> [Task set]
(a) Answer these from the vanadium flow battery passage, one line each.
(i) What cut-off current ends the charging in the first cycle?
(ii) How much electrolyte is in each reservoir in the ideal case?
(iii) Which cycles does Figure 5 show?
(b) Please rewrite the listing with "pin" replaced by "marker", starting at its first line and ending at the line containing "column 172, row 377". Return only those lines.

> [Reading passage]
- - -

Figure 4. Liquid potentials of the negolyte (ε-), posolyte (ε+) and stack voltage during the first cycle. All liquid potentials are against the potential of the pristine 50%/50% V3+/ V4+ solution.

The data shown in Figure 4 shows the liquid redox potentials of the solutions (ε- and ε+) and stack voltage as a function of capacity in the first cycle where the vanadium is charged from its pristine state (50%/50% V3+/V4+) to 100% SOC. The charging is 3.75 A constant current followed by constant voltage (9.6 V) and finally terminated by a cut-off current of 0.5 A.

It is seen that the negolyte and posolyte potentials decrease/increase slowly from values of about 0 V (vs. εV3/4+ because the pristine vanadium solution is used as reference solution in the OCV cell). A large decrease and increase is observed at 770 mAh and 718 mAh for the negolyte and posolyte, respectively. This plateau is related to charging V4+ to V3+ and V3+ to V4+ on the negative and positive side, respectively.

In the ideal case where the pristine V3+/4+ solution is fully balanced 50%/50%, there is exactly 210 mL of electrolyte in each reservoir and the membrane in the stack is fully selective (i.e. no vanadium cross-over) this number should be identical and half of the theoretical capacity of 1501 mAh/2 = 750 mAh. It is out of the scope of the present white paper to understand this difference in detail. However, from specs of the vanadium electrolyte, it should be balanced within ±2% and volumes are measured with < ±1% accuracy and cannot explain the difference. Oxygen/air in the (negative side) reservoir should have little effect as air only reacts with V2+, but could nonetheless explain the slightly larger value for the negative side. However, most likely is that it is due vanadium cross-over. All vanadium species are positively charged and for this reason migration will be from the positive side to the negative side during the first initial charging cycle. As seen from Figure 4 larger quantities are reduced on the negative side.

Another example of the unique information and benefits from mapping out liquid potentials is shown in Figure 5, which shows the negolyte, posolyte, and stack voltage (ε-,ε+, and Ustack) during charge and discharge for cycles 3, 25, 60 and 180. The purpose of this example is to demonstrate that by mapping out the liquid levels it is possible to explain the behavior of the capacity fades/increases shown in Figure 3.

During the repeated cycling of the battery, it is obvious that vanadium quantities on each side are changed either by vanadium cross-over inside the stack or by external change of the volumes on each side. Hereby one side becomes the capacity limiting side and determines the overall capacity of the battery. However, as the vanadium concentrations are different on each side, it is not possible just from the volumes on each side to determine the vanadium capacity; however, these can be observed from the liquid potentials.

From cycle 3 it is seen that upon charging both negative side and positive side show a Nernstian upturn at the highest capacities, while during discharge both sides shows a clear Nernstian downturn when almost fully discharged (slightly more pronounced for the negative side) and shows that anolyte/catholyte is close to being balanced (i.e. same amount of vanadium on both sides and fully 3+/4+ at 0% SOC and fully 2+/5+ at 100 % SOC) and in agreement with this cycle being the one with the largest capacity.

- - -

> [Listing]
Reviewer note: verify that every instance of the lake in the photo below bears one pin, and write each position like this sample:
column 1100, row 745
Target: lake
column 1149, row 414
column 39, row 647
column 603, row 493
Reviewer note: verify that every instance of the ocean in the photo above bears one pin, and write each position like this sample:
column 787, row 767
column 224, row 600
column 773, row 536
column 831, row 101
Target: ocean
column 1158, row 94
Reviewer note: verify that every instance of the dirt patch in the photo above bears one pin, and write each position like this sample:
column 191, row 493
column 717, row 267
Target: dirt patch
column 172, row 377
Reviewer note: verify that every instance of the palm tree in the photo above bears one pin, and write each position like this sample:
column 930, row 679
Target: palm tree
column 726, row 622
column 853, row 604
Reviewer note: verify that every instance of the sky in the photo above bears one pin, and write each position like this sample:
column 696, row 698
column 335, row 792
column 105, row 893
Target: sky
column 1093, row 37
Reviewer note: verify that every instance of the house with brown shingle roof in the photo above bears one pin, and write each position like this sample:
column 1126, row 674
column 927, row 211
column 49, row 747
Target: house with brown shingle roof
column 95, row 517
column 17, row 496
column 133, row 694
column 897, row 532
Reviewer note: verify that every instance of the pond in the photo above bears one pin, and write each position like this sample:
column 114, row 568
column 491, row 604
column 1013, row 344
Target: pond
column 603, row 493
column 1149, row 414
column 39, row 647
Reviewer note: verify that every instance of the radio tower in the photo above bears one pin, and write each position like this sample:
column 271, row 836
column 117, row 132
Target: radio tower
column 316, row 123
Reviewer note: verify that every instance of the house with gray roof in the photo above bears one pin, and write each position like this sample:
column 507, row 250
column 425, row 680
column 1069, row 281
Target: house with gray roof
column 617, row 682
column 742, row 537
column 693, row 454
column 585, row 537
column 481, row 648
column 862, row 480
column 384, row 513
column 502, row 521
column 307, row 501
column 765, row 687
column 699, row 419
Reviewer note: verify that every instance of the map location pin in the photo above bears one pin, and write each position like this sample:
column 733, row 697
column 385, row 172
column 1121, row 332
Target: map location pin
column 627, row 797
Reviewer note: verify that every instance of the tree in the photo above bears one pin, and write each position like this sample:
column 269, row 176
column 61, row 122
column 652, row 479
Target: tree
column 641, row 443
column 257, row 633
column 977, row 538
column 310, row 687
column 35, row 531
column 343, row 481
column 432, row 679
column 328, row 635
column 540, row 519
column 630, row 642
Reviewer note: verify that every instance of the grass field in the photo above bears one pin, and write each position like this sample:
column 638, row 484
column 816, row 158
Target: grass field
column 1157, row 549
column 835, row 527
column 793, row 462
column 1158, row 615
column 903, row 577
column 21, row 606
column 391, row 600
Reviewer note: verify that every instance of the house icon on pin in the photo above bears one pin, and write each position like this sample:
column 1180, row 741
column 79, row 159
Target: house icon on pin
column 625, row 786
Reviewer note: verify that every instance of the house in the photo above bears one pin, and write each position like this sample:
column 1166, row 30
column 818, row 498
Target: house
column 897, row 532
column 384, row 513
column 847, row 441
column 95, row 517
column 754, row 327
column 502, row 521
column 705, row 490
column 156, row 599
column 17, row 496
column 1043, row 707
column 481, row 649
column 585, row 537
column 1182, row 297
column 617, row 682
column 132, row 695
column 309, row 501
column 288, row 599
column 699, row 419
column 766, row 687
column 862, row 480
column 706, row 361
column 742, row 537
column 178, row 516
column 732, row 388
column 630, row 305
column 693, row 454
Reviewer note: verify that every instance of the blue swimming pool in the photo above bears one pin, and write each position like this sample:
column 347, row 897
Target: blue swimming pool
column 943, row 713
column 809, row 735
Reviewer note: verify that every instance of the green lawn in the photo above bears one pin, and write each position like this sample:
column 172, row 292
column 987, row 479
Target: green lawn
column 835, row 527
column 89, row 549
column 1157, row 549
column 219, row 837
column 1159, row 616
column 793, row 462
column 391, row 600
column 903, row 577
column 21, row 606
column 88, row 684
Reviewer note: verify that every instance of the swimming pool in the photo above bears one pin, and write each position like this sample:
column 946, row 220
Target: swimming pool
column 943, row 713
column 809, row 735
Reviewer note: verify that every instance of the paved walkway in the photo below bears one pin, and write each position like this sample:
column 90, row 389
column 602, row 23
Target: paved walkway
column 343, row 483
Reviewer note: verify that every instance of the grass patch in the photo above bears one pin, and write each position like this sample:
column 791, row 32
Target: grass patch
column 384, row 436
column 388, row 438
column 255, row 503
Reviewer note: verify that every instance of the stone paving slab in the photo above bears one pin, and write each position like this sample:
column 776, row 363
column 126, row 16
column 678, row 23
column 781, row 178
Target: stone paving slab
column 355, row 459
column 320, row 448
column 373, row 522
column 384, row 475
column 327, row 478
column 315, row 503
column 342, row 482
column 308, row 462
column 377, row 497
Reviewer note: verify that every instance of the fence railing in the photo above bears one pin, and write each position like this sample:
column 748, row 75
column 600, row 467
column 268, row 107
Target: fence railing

- - -

> [Exercise answers]
(a)
(i) 0.5 A
(ii) 210 mL
(iii) Cycles 3, 25, 60 and 180

(b)
Reviewer note: verify that every instance of the lake in the photo below bears one marker, and write each position like this sample:
column 1100, row 745
Target: lake
column 1149, row 414
column 39, row 647
column 603, row 493
Reviewer note: verify that every instance of the ocean in the photo above bears one marker, and write each position like this sample:
column 787, row 767
column 224, row 600
column 773, row 536
column 831, row 101
Target: ocean
column 1158, row 94
Reviewer note: verify that every instance of the dirt patch in the photo above bears one marker, and write each position like this sample:
column 191, row 493
column 717, row 267
Target: dirt patch
column 172, row 377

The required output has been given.